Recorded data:
******

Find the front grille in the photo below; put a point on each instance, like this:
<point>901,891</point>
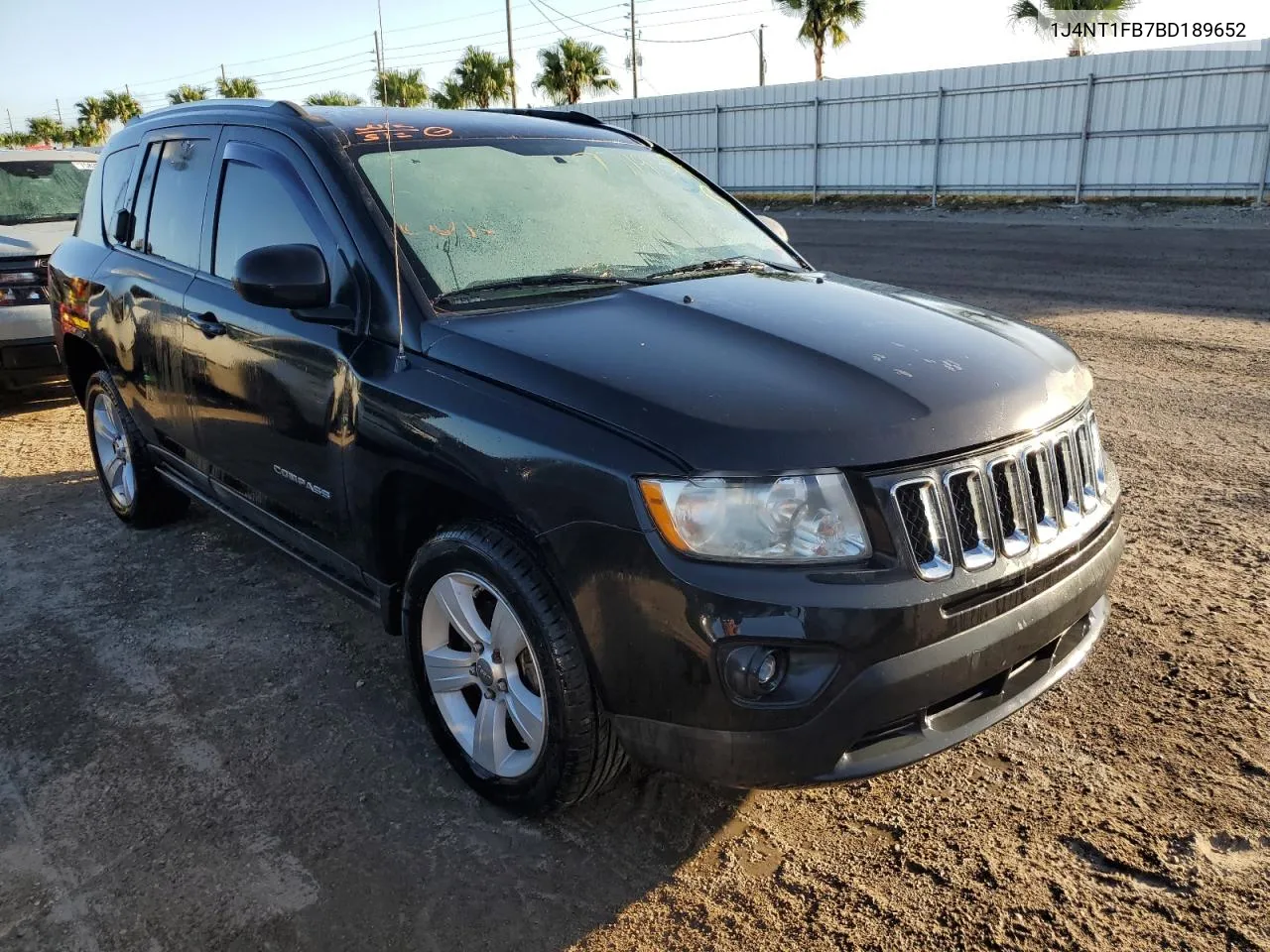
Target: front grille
<point>919,504</point>
<point>23,281</point>
<point>1030,494</point>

******

▶ What is asked
Rewrite the records above, replacing each "front grille" with "headlight" and changing nothing else. Leave the pictures out of your answer.

▶ The completed task
Find the headlight in the photo below; put a point on each instance, like this:
<point>901,891</point>
Target: headlight
<point>919,504</point>
<point>23,281</point>
<point>1030,494</point>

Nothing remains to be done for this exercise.